#### WORK TO DO
The records underneath are to be repeated exactly, with the pictures left out.

#### Extracted data entries

━━━━━━━━━━━━━━━━━━━━━━━━━━━━━━

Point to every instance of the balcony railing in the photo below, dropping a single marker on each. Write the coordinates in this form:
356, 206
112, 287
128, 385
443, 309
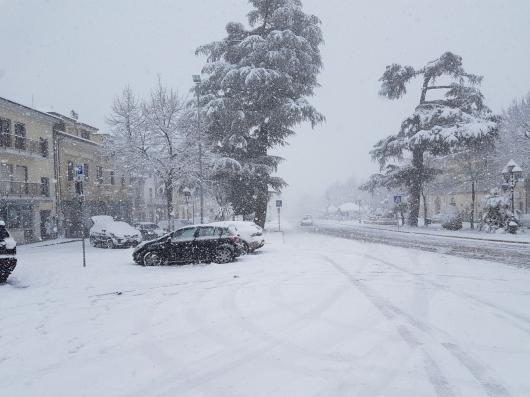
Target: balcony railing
23, 189
24, 145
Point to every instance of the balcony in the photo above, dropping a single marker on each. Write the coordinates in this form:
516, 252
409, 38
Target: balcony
22, 145
14, 189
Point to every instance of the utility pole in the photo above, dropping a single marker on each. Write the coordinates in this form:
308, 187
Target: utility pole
79, 177
197, 81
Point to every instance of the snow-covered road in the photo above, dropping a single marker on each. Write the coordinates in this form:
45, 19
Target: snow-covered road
481, 246
314, 316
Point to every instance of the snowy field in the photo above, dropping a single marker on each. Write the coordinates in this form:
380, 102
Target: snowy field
311, 316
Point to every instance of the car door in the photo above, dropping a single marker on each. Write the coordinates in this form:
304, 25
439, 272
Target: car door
182, 245
206, 242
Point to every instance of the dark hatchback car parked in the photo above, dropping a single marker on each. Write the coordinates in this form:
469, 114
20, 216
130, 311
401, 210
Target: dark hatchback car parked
189, 245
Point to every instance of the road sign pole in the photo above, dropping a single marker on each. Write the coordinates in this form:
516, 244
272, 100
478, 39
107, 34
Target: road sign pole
79, 178
279, 204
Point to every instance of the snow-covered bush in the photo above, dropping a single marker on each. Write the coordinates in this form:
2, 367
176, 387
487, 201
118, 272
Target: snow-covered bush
497, 214
451, 219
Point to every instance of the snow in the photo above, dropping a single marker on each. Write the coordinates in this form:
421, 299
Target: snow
106, 223
522, 236
313, 315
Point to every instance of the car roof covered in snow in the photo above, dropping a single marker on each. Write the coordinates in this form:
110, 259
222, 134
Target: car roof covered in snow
102, 219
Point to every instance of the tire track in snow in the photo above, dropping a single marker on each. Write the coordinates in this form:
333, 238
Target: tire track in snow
436, 377
442, 386
477, 301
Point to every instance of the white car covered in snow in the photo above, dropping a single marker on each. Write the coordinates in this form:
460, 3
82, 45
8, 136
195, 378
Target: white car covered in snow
108, 233
250, 234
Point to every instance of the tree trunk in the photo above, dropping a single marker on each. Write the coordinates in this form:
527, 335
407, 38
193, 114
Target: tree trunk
472, 220
415, 187
423, 196
169, 199
260, 211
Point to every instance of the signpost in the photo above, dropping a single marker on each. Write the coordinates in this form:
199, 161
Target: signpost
279, 206
79, 178
397, 201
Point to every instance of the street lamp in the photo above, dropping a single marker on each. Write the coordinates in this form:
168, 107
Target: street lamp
512, 173
197, 81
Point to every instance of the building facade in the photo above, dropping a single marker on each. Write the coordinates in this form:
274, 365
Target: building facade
27, 188
39, 197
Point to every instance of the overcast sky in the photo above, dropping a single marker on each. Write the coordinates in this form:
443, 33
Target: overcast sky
63, 55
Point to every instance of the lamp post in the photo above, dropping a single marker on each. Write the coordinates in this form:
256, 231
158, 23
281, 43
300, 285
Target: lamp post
512, 173
197, 81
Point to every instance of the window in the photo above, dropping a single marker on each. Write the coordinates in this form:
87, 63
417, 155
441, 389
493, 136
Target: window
45, 187
5, 131
6, 172
99, 174
43, 147
21, 173
20, 136
183, 234
70, 171
19, 216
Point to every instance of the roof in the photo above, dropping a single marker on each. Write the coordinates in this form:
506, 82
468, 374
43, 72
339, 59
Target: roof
63, 117
43, 114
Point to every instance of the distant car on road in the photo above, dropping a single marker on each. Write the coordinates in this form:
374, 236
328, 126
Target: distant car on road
8, 250
193, 244
149, 230
175, 224
307, 220
108, 233
251, 235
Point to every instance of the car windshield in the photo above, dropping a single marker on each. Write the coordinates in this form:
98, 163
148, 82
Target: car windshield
148, 226
183, 234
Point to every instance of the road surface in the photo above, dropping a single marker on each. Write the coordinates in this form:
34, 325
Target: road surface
311, 316
512, 253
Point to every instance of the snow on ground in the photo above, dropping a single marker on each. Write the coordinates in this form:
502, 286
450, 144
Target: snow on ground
523, 235
311, 316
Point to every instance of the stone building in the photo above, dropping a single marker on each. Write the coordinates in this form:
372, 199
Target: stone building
27, 188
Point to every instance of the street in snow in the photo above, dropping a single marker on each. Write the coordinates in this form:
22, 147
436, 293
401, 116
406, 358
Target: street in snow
308, 315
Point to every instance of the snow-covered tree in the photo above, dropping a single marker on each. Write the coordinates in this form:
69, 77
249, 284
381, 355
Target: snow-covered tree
515, 134
439, 125
255, 90
517, 118
147, 138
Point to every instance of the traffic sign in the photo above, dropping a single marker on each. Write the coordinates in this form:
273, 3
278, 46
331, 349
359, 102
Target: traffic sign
79, 173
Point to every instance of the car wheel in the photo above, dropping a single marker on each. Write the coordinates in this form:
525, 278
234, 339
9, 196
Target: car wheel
152, 259
223, 255
245, 249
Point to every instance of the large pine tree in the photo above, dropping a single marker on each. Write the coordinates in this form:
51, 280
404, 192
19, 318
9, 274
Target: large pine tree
258, 79
451, 122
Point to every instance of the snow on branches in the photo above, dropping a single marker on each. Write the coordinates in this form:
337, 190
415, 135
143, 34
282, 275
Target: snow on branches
437, 126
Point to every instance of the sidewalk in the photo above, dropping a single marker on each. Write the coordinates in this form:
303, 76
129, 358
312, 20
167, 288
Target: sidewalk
48, 243
522, 237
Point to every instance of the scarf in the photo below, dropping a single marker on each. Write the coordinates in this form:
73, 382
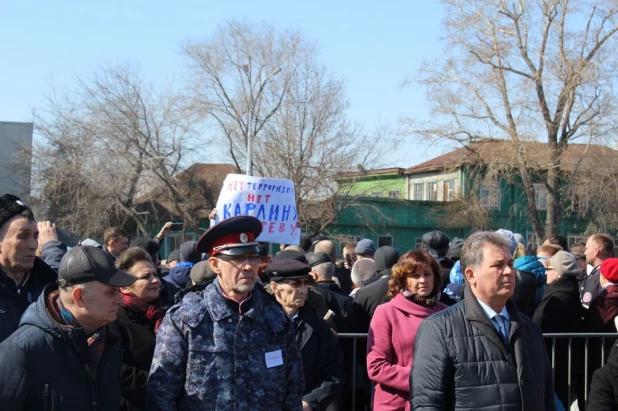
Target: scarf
96, 342
153, 311
428, 301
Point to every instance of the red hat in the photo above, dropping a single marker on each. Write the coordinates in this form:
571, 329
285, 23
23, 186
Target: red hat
234, 236
609, 270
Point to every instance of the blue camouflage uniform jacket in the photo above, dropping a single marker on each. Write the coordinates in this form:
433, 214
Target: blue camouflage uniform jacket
209, 356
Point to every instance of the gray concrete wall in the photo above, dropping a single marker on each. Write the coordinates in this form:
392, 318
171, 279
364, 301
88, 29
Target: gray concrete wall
15, 164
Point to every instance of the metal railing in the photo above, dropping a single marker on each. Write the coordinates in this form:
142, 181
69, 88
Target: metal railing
574, 343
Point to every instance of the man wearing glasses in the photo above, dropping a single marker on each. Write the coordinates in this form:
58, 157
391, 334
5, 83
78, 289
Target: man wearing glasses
230, 346
322, 358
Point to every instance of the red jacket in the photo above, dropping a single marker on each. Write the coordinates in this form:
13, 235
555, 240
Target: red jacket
390, 350
603, 309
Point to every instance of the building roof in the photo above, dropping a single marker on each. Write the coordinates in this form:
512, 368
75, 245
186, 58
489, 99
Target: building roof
503, 153
377, 171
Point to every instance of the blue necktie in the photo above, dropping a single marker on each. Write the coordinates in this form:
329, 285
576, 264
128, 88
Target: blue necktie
502, 326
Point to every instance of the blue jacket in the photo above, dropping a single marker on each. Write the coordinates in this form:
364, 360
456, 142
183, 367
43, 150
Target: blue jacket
179, 276
13, 303
44, 366
209, 356
531, 264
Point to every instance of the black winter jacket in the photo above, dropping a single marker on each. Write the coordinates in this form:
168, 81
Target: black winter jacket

━━━━━━━━━━━━━━━━━━━━━━━━━━━━━━

#### RESULT OF THIS TASK
Point to every instance of the balcony railing in the photo below, dropping a single marker on each. Write the coordinates in this form:
356, 206
112, 287
128, 385
443, 309
Target: balcony railing
23, 189
24, 145
Point to every instance of the balcony in the photo above, dropping a single marker on each. Write the coordinates in this form:
516, 252
409, 38
Target: balcony
22, 145
14, 189
Point to every instance of the utility pole in the photo above, dropping a single marker on each. Write the coordinates in this form:
308, 187
Target: utility pole
79, 177
197, 81
Point to every instance of the snow-covered road in the photo above, dropping a single marker on each. Write the coordinates in this form:
45, 19
Target: snow-covered road
481, 246
314, 316
Point to every instance of the snowy field in the photo above, dropping a single marker on each. Write the coordinates in this form:
380, 102
Target: snowy field
311, 316
Point to every instance of the car door in the photo above, dropping a single marker on each. Write the coordinates in this form:
304, 25
439, 272
Target: car door
182, 245
206, 242
Point to every instance of the dark hatchback car parked in the photo above, dropping a single marker on each. Write the coordinates in this form:
469, 114
20, 216
130, 311
401, 210
Target: dark hatchback car parked
189, 245
Point to every instance of the road sign pole in the photo above, dropping a single marker on each. Write the coordinates in this form:
516, 244
272, 100
478, 39
107, 34
Target: road sign pole
79, 178
279, 204
Point to every instance of the snow-covered bush in the photo above, dropping a single marker on each. Write the coordinates in this form:
2, 367
176, 387
487, 201
118, 272
Target: snow-covered bush
497, 214
451, 219
Point to every instance of the snow in the photo above, dropping a single marker on each. Write the coordinates in this form:
421, 299
Target: snow
106, 223
522, 236
313, 315
Point to every instance of the car roof covered in snow in the photo above, dropping a single marker on each. Write the coordinates in this form:
110, 259
222, 134
Target: car roof covered in snow
102, 219
Point to every instance of the tire track in snow in the photo above, dropping a single marker on each. Write the coordinates in this form:
333, 238
Target: tire track in snow
436, 377
442, 386
477, 301
Point to every instance of the white car covered in snow in the photo above, dropping a single marker on each. Write the coordinates in this form:
460, 3
82, 45
8, 136
195, 378
Target: white car covered in snow
108, 233
250, 234
Point to every instance of the tree trunk in the photo above, dropping a single marker on each. Write the coordinates in this form:
527, 335
407, 38
193, 114
Target: tree trunk
472, 220
415, 187
423, 196
169, 199
260, 211
Point to every instance of the signpost in the photo above, dropping a single marker on each. Write the coordinates in this form:
199, 161
Target: signpost
279, 206
79, 178
397, 201
Point to every instance of the street lamp in the photo above, dropping a single marker on each. Write the coordinates in this form:
168, 107
Target: street lamp
512, 173
197, 81
Point to every instance of the building facade in the photo above, dropping a single marker on each. Write the coordinates in this form:
274, 365
Target: building facade
27, 188
39, 197
Point to every instance of the overcast sky in the photo above, dropping a single marker on each. Write the coordinates in this form:
443, 33
Target: overcast sky
63, 55
Point to every instance of the lamp post in the photo above, dropping a single marker on each. Write the coordinates in this form:
256, 231
158, 23
281, 43
300, 285
Target: lamp post
512, 173
197, 81
Point to every instance of the window in the photo above, dropping a single marker on each. Write the coordinates in this form:
87, 63
417, 155
441, 389
493, 136
Target: window
45, 187
5, 131
6, 172
99, 174
43, 147
21, 173
20, 136
183, 234
70, 171
19, 216
Point to every instance of the roof in the photo above, dropping a single marker on each. Write the coordinates in this form:
506, 82
468, 374
43, 72
339, 59
Target: roof
63, 117
43, 114
Point to every instance of the distant car on road in the photo above, dropping a single marker on each. Write the coordinates in this form:
374, 236
328, 126
Target: distant car on road
8, 250
193, 244
149, 230
175, 224
307, 220
108, 233
251, 235
Point to every instance of the car windshield in the photo above, dropping a single marker on each. Write the coordinates in this form:
98, 163
148, 82
Target: car windshield
148, 226
183, 234
Point to every instance of the road surface in the photo above, dropping a single marker on each. Write the coordinates in this form:
34, 325
Target: road surface
311, 316
512, 253
Point to every instance of the snow on ground in the photo above, dropping a single marker on each. Write the coordinates in this form:
502, 286
450, 144
Target: snow on ground
523, 235
311, 316
Point to every instance of the stone building in the photo above, dropping a single marker on each. Write the coordinates in this form:
372, 199
Target: stone building
27, 188
Point to every instance of the street in snow in the photo above, dropping a single marker on each. Write the coordinates in this form:
22, 147
436, 293
401, 116
406, 358
Target: street in snow
308, 315
Point to every instance of the snow-covered tree in the photo above, dropping a single marker on each. Write the coordinates in this form:
69, 77
249, 284
381, 355
Target: snow-covered tree
515, 134
439, 125
255, 90
517, 118
147, 138
Point to every instance of the traffic sign in the photo above, dropping a single marker on each. Write the coordinates in this form:
273, 3
278, 46
331, 349
359, 102
Target: traffic sign
79, 173
Point to every instance of the car wheel in the photo above, dropping a single marker on each. Write the coordinates in this form:
525, 278
234, 339
9, 196
Target: car wheel
152, 259
223, 255
245, 249
Point to every instance of the large pine tree in the photo above, dropping a single marker on each. Write the coordinates in this form:
51, 280
404, 192
19, 318
9, 274
Target: large pine tree
258, 79
451, 122
Point to every instance of the snow on branches in the photo above, dropping a single marker on each. Write the coordinates in this form:
337, 190
415, 135
143, 34
282, 275
Target: snow on branches
437, 126
Point to every instance of the sidewalk in the photo above, dropping a single marker on each. Write the coordinates in this form:
303, 76
129, 358
312, 20
167, 288
Target: sidewalk
48, 243
522, 237
Point to every instance of the scarf in the photo below, dropping a single marker on each. Write the coordinates in this form:
73, 382
Target: scarf
96, 342
153, 311
428, 301
Point to every instance of the red hat in the photo above, dropping a single marker on each. Write the coordinates in this form:
571, 329
285, 23
23, 186
Target: red hat
234, 236
609, 270
Point to every instance of the blue camouflage uniform jacket in the photo above, dropping a single marker on each. Write the coordinates in this form:
433, 214
Target: blue camouflage uniform jacket
209, 356
Point to every instance of the gray concrete wall in the photo above, dropping a single marker on each. Write the coordinates in this form:
392, 318
171, 279
364, 301
88, 29
Target: gray concrete wall
15, 164
Point to every instance of the metal railing in the photo above, dropping a single marker on each. Write the coordinates in this form:
142, 181
69, 88
Target: metal railing
574, 343
Point to every instance of the man wearing glasses in the photo above, dropping a single marker on each. Write the coordinates in this form:
58, 157
391, 334
5, 83
78, 289
Target: man wearing glasses
230, 346
322, 358
Point to every instance of the red jacket in the photo above, dropping a single marker on each. Write the coordinates in this form:
13, 235
555, 240
Target: red jacket
390, 350
603, 309
Point to every instance of the building roof in the photo above, dropping a single marker on each. Write the coordinates in this form:
512, 368
75, 245
186, 58
489, 99
Target: building roof
503, 153
377, 171
Point to every instance of the blue necktie in the photo above, dropping a single marker on each. Write the coordinates in this form:
329, 285
576, 264
128, 88
Target: blue necktie
502, 326
Point to every instance of the blue jacket in the photo above, dropping a single marker on each. Write the coordinates in this form:
364, 360
456, 142
183, 367
43, 150
Target: blue jacket
179, 276
13, 303
44, 366
209, 356
531, 264
Point to every instance of the black winter jacket in the photo above, dropping a single marker on each. Write the coordinates in this form:
168, 81
Target: black winter jacket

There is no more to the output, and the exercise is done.